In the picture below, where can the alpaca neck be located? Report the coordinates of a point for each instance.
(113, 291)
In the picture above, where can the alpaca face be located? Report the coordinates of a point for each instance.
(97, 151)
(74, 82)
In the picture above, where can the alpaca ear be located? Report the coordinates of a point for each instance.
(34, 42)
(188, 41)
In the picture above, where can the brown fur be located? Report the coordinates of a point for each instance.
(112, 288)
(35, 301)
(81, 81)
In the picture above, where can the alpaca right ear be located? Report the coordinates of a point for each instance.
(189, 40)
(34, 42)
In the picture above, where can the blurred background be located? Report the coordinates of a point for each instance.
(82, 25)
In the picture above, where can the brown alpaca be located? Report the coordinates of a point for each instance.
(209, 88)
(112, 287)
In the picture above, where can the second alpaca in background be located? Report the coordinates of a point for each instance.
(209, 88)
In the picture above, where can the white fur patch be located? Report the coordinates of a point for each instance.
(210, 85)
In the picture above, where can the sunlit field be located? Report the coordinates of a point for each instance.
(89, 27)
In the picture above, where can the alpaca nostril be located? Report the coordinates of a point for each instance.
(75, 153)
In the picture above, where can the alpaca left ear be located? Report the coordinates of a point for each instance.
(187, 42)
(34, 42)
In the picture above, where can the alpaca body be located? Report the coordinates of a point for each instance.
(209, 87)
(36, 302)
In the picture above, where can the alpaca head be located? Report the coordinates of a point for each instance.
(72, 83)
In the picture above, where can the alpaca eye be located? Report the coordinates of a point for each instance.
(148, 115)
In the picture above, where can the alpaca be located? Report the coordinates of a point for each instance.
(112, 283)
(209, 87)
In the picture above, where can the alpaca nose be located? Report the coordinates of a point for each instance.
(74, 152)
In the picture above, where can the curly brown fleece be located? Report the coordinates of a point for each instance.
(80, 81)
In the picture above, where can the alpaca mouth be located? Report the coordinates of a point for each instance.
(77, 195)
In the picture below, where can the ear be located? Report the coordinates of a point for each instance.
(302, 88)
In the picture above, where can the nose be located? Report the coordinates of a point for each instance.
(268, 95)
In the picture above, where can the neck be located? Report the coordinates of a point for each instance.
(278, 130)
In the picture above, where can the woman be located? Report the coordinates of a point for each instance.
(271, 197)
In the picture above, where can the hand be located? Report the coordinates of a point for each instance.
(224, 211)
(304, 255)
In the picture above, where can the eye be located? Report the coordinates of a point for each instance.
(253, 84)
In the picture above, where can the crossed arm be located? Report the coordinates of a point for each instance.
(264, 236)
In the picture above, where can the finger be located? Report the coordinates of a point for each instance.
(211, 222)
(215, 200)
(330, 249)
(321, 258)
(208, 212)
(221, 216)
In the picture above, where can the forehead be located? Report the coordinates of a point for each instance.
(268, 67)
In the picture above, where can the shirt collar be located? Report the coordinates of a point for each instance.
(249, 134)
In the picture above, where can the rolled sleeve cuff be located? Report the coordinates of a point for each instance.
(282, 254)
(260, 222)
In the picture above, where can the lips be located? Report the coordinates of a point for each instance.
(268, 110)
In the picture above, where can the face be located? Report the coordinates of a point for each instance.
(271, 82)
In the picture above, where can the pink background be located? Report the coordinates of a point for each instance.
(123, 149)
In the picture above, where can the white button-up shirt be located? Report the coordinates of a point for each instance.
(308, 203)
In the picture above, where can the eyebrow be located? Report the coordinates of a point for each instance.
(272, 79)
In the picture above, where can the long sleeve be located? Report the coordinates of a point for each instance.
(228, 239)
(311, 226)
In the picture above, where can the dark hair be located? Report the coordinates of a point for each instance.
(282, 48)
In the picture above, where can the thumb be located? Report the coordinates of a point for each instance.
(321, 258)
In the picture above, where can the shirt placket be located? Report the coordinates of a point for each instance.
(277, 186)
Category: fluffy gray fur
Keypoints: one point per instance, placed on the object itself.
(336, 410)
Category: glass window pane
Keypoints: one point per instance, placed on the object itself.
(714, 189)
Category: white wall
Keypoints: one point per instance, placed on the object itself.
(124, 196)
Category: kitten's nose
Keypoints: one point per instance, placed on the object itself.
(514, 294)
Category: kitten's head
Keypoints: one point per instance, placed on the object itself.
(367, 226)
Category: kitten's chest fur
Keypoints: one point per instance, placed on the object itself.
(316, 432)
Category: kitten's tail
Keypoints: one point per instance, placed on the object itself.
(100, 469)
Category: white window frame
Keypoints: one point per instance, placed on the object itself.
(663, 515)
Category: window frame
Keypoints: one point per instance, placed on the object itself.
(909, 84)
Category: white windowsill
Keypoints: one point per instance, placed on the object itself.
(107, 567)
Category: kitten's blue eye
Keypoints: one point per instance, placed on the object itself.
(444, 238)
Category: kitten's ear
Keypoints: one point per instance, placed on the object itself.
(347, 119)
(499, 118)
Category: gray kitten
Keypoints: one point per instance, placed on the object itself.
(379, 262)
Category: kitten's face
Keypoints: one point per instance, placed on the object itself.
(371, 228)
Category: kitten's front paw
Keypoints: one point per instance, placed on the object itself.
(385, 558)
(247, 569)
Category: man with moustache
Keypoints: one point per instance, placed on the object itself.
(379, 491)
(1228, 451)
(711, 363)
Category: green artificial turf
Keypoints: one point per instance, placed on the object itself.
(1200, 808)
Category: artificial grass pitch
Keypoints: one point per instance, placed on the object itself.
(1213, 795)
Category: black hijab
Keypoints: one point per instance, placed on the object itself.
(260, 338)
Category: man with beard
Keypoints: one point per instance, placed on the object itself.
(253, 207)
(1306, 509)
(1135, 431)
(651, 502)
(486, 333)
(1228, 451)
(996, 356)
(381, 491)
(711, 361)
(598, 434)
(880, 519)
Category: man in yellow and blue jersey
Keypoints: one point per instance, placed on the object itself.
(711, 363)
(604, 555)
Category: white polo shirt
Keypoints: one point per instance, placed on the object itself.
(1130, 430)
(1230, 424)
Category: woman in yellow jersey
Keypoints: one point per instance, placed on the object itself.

========================================

Reproduce all of the records exactly.

In the picture below, where can the alpaca neck be located? Report the coordinates of a point for each instance.
(113, 291)
In the picture above, where can the alpaca face be located? Report the coordinates of a point for each instance.
(97, 151)
(74, 82)
In the picture above, where can the alpaca ear be located? Report the coordinates of a point for each instance.
(34, 42)
(188, 41)
In the picture above, where can the brown fur be located? Report the coordinates of a point for each instance.
(112, 288)
(35, 301)
(81, 81)
In the picture above, where can the alpaca right ear be located? Report the coordinates of a point for each instance.
(189, 40)
(34, 42)
In the picture above, where can the blurred background be located? Report the coordinates of a point for each instance.
(82, 25)
In the picture above, where can the brown alpaca be located? Report the coordinates of a point for each instance.
(209, 88)
(112, 287)
In the picture above, where can the second alpaca in background be located? Report the coordinates of a point for each instance.
(209, 88)
In the picture above, where can the white fur patch be located? Report the coordinates of a point for each instance.
(210, 85)
In the picture above, where can the sunlit field be located? Report the coordinates of a point for each instance.
(89, 27)
In the picture above, where can the alpaca nostril be located? Report the coordinates of a point for each instance.
(75, 153)
In the picture above, where can the alpaca left ear be located? Report the coordinates of a point for each instance.
(187, 42)
(34, 42)
In the picture above, where can the alpaca body be located? Report the coordinates of a point for each instance.
(209, 87)
(36, 302)
In the picture above, where can the alpaca head be located? Report the coordinates of a point for each instance.
(72, 83)
In the picture above, where can the alpaca eye be located? Report the coordinates of a point for each instance.
(148, 115)
In the picture above, where can the alpaca be located? Report the coordinates of a point for each instance.
(112, 283)
(209, 87)
In the picture above, where can the alpaca nose be located? Report the coordinates of a point for each instance.
(74, 152)
In the picture above, where can the curly brown fleece be located? Report the coordinates of a point for each instance.
(80, 81)
In the picture above, where can the alpaca mouth be located? Report the coordinates of a point for each instance.
(77, 195)
In the picture below, where can the ear be located? Report the coordinates of a point for each instance.
(302, 88)
In the picture above, where can the nose be located? Report the coordinates of a point for each instance.
(268, 95)
In the picture above, where can the neck be located? Report the coordinates of a point for each instance.
(278, 130)
In the picture above, where can the woman be located? Report the coordinates of a point for each instance.
(271, 197)
In the picture above, where can the hand be located? Report the coordinates of a point for each instance.
(224, 211)
(304, 255)
In the picture above, where can the eye be located? Report the coordinates of a point for each instance.
(253, 84)
In the picture above, where can the crossed arm be located? Report the coordinates of a point for each instance.
(264, 236)
In the picture above, where can the finger be located? Report the coordinates of a point for each instance.
(211, 222)
(215, 200)
(330, 249)
(321, 258)
(208, 212)
(221, 216)
In the picture above, where can the forehead be located? Report the coordinates of a point for each instance.
(268, 67)
In the picture above, where can the shirt collar be located? Report the coordinates of a point for each instance.
(249, 134)
In the picture above, where can the rolled sleeve cuff be located? Report the coordinates of a point for each instance.
(282, 254)
(260, 222)
In the picture above, where can the lips be located? Report the coordinates of a point for each instance.
(268, 110)
In the picture above, where can the face be located? Report the coordinates of a point for each instance.
(271, 82)
In the picture above, where can the pink background be located? Report the coordinates of a point for each instance.
(123, 149)
In the picture above, where can the white button-up shirt be located? Report the coordinates of a point for each instance.
(308, 203)
In the picture above, where can the eyebrow be located? Report the coordinates of a point for each instance.
(272, 79)
In the picture above, where can the long sleeve be located? Report the coordinates of a point for each instance.
(228, 239)
(311, 226)
In the picture above, where can the dark hair be located? Report the coordinates of a point for each instance.
(282, 48)
In the picture above, where can the thumb be located? Report the coordinates of a point for each instance.
(321, 258)
In the picture above, where can the shirt placket be located? Report the coordinates of a point for each instance.
(277, 186)
Category: fluffy gray fur
Keypoints: one point per instance, placed on the object itself.
(336, 410)
Category: glass window pane
Keypoints: one point per instance, placed on the object itself.
(714, 189)
Category: white wall
Keypoints: one point per instance, placed on the object itself.
(124, 196)
Category: kitten's nose
Keypoints: one point per instance, placed on the object itself.
(514, 294)
Category: kitten's head
Keypoints: one point per instance, placed on the object itself.
(367, 226)
Category: kitten's chest fur
Keypoints: one point per instance, placed on the object itself.
(316, 432)
Category: kitten's tail
Keypoints: one point per instance, placed on the object itself.
(100, 469)
Category: white window frame
Keypoints: one point per instance, placed on the object itself.
(663, 515)
Category: window frame
Keypoints: one point per instance, placed on the object itself.
(909, 84)
Category: white windowsill
Keypoints: one point per instance, placed on the object itself.
(107, 567)
Category: kitten's blue eye
Keypoints: one point per instance, placed on the object itself.
(444, 238)
Category: kitten's ear
Keypoints: one point per instance, placed on the object itself.
(347, 119)
(499, 118)
Category: gray kitten
Keypoints: one point per instance, placed on the object itself.
(379, 262)
Category: kitten's face
Keypoints: one point per instance, placed on the object itself.
(371, 228)
Category: kitten's front paw
Keypoints: one point per instance, placed on the object itself.
(385, 558)
(247, 569)
Category: man with moustache
Keypoints: one point per instance, placed on the object itself.
(379, 491)
(1228, 451)
(711, 363)
Category: green artificial turf
Keypoints: one point per instance, placed on the object itself.
(1200, 808)
Category: artificial grass pitch
Keypoints: one point per instance, placed on the object itself.
(1213, 795)
Category: black hijab
Keypoints: one point per instance, placed on the object itself.
(260, 338)
Category: man with beard
Keypoints: one point per instance, placed on the object itself.
(253, 207)
(1306, 509)
(1135, 431)
(651, 502)
(486, 333)
(1228, 451)
(996, 356)
(381, 491)
(711, 361)
(598, 434)
(880, 519)
Category: man in yellow and blue jersey
Keypoints: one point per instance, placed on the object itself.
(711, 363)
(604, 555)
Category: white polo shirt
Keypoints: one point per instance, placed on the object itself.
(1130, 430)
(1230, 424)
Category: woman in yellow jersey
Keypoints: one point per instance, placed on the object itself.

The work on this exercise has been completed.